Social Security will publish in the Federal Register tomorrow a Ruling 12-2p on the evaluation of fibromyalgia in disability claims. The ruling states that "FM [Fibromyalgia] is an MDI [Medically Determinable Impairment] when it is established by appropriate medical evidence. FM can be the basis for a finding of disability." The ruling specifies that either the 1990 American College of Rheumatology (ACR) Criteria for the Classification of Fibromyalgia or the 2010 ACR Preliminary Diagnostic Criteria may be used to determine if the claimant has FM as a MDI.

▶ [Tasks to perform]
1. Pull out the passage on the fibromyalgia ruling that begins with the words containing "Social Security will" and ends with "FM as a MDI.", copying it exactly.
2. Extend the passage on the fibromyalgia ruling, picking up right after its final sentence.

▶ [Extracted entries]

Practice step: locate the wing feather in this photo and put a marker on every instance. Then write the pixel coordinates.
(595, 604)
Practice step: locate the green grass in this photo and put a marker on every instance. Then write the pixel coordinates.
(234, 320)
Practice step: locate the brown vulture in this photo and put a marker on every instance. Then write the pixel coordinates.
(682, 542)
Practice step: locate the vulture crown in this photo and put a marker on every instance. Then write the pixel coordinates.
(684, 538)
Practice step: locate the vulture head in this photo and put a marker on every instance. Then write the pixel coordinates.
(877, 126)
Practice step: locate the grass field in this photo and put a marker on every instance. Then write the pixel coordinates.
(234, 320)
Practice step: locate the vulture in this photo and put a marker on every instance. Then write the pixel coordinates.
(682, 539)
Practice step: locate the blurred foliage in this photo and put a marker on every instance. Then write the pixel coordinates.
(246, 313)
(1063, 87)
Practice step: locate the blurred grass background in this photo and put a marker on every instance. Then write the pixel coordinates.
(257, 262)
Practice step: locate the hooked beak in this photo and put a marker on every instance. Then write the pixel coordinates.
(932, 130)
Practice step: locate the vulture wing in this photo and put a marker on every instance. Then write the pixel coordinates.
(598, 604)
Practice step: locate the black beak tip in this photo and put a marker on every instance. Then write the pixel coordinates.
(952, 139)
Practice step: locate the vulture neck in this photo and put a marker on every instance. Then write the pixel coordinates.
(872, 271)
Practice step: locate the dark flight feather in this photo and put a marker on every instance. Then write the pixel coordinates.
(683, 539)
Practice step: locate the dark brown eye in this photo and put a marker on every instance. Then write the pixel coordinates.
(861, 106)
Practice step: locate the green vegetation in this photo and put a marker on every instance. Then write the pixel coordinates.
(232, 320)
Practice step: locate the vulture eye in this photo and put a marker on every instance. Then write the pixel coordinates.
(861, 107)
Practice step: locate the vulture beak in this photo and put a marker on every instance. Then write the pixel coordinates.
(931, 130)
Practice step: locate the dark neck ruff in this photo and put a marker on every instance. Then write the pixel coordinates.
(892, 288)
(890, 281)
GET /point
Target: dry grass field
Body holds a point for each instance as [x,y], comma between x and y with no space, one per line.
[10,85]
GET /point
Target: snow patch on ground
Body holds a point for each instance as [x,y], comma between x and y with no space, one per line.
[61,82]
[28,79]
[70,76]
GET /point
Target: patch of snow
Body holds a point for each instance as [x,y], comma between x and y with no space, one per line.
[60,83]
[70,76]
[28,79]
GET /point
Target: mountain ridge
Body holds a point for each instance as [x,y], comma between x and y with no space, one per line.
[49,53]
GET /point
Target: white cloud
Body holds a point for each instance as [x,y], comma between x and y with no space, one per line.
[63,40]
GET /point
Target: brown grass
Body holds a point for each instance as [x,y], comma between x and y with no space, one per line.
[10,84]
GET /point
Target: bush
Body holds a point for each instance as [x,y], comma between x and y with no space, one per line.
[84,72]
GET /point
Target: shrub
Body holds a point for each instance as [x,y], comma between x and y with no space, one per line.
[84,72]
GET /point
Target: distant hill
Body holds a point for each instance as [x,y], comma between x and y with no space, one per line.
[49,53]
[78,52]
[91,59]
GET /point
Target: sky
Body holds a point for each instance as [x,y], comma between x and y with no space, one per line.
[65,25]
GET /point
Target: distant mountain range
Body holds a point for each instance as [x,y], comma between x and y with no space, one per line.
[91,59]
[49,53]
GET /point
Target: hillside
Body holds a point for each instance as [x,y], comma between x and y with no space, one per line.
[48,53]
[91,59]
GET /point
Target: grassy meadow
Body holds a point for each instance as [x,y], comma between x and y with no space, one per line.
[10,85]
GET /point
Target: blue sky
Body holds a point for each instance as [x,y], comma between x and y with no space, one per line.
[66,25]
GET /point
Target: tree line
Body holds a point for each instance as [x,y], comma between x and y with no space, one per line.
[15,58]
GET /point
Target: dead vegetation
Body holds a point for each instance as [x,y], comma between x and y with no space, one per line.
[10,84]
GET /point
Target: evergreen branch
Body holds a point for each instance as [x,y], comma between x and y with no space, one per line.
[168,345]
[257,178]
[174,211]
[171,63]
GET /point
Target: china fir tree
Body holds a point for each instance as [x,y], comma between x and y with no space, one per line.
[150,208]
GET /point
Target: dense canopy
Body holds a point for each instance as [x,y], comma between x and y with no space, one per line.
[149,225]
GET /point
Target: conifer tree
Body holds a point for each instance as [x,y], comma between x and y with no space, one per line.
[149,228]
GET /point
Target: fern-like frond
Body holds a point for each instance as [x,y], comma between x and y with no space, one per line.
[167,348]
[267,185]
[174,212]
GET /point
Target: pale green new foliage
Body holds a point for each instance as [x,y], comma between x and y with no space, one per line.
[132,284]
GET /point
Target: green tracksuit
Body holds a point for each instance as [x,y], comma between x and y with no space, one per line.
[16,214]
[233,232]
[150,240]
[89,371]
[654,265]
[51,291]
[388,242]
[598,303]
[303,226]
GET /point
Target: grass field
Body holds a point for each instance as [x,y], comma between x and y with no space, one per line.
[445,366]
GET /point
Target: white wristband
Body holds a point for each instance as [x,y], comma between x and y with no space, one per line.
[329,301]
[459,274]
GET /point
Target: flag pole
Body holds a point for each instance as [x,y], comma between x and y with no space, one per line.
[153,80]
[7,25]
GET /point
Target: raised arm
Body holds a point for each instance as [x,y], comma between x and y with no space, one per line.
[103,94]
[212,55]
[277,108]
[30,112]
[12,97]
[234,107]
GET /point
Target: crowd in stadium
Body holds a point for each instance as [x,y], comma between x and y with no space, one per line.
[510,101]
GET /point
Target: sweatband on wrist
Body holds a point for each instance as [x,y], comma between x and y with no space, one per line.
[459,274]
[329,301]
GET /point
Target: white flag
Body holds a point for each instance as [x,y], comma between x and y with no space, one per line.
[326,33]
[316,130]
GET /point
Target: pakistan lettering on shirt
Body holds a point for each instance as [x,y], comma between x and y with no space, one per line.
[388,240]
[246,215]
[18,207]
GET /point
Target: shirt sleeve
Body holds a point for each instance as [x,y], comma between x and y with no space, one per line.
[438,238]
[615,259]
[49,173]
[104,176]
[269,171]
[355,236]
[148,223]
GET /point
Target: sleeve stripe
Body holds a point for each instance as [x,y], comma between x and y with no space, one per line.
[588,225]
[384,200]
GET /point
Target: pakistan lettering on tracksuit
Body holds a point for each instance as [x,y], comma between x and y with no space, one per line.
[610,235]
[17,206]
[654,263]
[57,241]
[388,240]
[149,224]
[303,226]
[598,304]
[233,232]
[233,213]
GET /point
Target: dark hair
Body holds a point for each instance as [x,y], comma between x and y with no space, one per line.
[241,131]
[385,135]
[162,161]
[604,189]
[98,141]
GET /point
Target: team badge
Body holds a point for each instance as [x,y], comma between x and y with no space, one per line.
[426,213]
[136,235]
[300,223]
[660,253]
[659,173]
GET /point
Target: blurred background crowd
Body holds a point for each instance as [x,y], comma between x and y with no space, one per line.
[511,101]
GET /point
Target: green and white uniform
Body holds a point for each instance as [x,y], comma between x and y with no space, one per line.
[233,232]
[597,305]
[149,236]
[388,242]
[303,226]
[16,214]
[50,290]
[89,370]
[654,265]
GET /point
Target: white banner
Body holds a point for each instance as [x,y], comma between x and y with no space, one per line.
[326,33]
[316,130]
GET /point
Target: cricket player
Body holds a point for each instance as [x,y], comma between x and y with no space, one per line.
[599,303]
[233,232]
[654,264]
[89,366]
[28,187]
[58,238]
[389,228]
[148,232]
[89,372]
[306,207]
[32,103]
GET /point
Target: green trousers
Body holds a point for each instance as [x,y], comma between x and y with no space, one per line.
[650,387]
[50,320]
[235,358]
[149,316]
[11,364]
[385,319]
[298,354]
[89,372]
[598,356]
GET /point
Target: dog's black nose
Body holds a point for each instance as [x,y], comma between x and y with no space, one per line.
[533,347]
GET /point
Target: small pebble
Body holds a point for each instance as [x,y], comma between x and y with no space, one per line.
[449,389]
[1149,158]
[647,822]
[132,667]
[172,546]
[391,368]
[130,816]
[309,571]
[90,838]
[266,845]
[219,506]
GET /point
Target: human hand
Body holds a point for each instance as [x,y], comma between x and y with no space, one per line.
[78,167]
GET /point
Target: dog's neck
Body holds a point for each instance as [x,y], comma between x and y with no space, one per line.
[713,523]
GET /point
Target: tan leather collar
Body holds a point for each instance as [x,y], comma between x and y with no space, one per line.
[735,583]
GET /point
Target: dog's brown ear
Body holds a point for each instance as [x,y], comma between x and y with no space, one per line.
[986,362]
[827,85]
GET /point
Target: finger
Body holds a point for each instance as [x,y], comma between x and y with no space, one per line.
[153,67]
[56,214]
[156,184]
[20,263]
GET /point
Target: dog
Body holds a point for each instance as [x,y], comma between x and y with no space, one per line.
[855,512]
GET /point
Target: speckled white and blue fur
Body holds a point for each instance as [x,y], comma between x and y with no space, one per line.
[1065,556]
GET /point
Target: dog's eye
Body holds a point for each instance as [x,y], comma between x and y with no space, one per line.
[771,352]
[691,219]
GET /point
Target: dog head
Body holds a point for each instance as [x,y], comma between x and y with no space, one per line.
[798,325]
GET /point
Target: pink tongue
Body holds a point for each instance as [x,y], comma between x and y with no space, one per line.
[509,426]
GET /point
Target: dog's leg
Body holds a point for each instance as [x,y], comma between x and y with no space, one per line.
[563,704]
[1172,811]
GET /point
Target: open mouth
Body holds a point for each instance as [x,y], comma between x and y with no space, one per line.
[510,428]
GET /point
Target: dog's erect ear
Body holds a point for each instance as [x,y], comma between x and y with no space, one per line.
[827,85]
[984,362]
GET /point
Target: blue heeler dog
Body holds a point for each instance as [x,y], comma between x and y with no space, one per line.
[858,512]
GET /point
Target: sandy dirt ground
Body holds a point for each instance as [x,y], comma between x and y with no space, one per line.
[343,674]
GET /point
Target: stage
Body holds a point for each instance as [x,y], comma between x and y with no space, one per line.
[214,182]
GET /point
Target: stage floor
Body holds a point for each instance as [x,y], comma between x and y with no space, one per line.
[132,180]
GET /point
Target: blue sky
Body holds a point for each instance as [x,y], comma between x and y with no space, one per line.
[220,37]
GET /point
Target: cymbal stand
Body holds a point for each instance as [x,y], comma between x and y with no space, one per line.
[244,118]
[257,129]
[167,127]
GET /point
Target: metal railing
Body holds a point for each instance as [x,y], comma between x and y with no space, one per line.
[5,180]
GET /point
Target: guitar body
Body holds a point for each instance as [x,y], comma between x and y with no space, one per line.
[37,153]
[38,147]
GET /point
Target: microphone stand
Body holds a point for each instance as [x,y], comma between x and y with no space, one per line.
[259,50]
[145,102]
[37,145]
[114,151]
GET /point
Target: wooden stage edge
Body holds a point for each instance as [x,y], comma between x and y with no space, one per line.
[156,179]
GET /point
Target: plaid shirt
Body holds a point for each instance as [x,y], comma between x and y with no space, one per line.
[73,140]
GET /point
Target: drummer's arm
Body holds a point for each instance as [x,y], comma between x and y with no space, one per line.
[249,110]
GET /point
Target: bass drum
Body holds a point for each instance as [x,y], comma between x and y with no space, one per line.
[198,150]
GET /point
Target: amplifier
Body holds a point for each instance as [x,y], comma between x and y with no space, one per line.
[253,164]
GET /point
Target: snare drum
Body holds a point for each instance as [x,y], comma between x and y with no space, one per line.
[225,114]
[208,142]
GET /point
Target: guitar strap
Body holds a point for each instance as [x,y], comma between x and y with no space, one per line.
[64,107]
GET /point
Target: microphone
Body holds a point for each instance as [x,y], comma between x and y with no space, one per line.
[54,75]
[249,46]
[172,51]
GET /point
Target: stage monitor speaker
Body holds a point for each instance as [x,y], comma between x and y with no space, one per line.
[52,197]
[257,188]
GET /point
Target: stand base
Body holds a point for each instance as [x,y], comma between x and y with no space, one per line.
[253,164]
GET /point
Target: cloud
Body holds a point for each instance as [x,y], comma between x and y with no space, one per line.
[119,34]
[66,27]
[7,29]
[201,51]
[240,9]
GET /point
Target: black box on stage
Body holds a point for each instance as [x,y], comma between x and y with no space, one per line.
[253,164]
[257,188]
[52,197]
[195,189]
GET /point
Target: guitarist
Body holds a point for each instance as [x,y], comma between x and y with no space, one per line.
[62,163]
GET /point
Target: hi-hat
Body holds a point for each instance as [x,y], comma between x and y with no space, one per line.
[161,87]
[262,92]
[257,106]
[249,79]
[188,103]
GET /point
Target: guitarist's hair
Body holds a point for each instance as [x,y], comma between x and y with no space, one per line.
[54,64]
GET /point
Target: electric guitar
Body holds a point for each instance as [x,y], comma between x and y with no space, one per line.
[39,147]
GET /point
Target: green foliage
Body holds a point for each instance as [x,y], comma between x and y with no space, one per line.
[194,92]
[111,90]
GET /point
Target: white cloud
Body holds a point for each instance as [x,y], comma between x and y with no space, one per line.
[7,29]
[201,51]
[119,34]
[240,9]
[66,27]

▶ [Answers below]
1.
Social Security will publish in the Federal Register tomorrow a Ruling 12-2p on the evaluation of fibromyalgia in disability claims. The ruling states that "FM [Fibromyalgia] is an MDI [Medically Determinable Impairment] when it is established by appropriate medical evidence. FM can be the basis for a finding of disability." The ruling specifies that either the 1990 American College of Rheumatology (ACR) Criteria for the Classification of Fibromyalgia or the 2010 ACR Preliminary Diagnostic Criteria may be used to determine if the claimant has FM as a MDI.

2.
As to determining Residual Functional Capacity, the Ruling states that (footnotes omitted):Widespread pain and other symptoms associated with FM, such as fatigue, may result in exertional limitations that prevent a person from doing the full range of unskilled work in one or more of the exertional categories ... People with FM may also have nonexertional physical or mental limitations because of their pain or other symptoms. Some may have environmental restrictions, which are also nonexertional.The problem with the Ruling is that it demands that a physician write down a long list of the factors used in the ACR criteria which led to the diagnosis of FM. Even rheumatologists don't do that generally any more than psychiatrists record each factor leading to a diagnosis of major depression. If you're a specialist, you may "know it when you see it" without bothering to record each step leading to the diagnosis.
9 comments:
Since the requirements are pretty clear, just have your clients bring them to their doc appointments. If they have FM, should be pretty easy to come up with a checklist for a doc to fill out that satisfies the requirements of this ruling.
If you're a specialist, you may "know it when you see it" without bothering to record each step leading to the diagnosis.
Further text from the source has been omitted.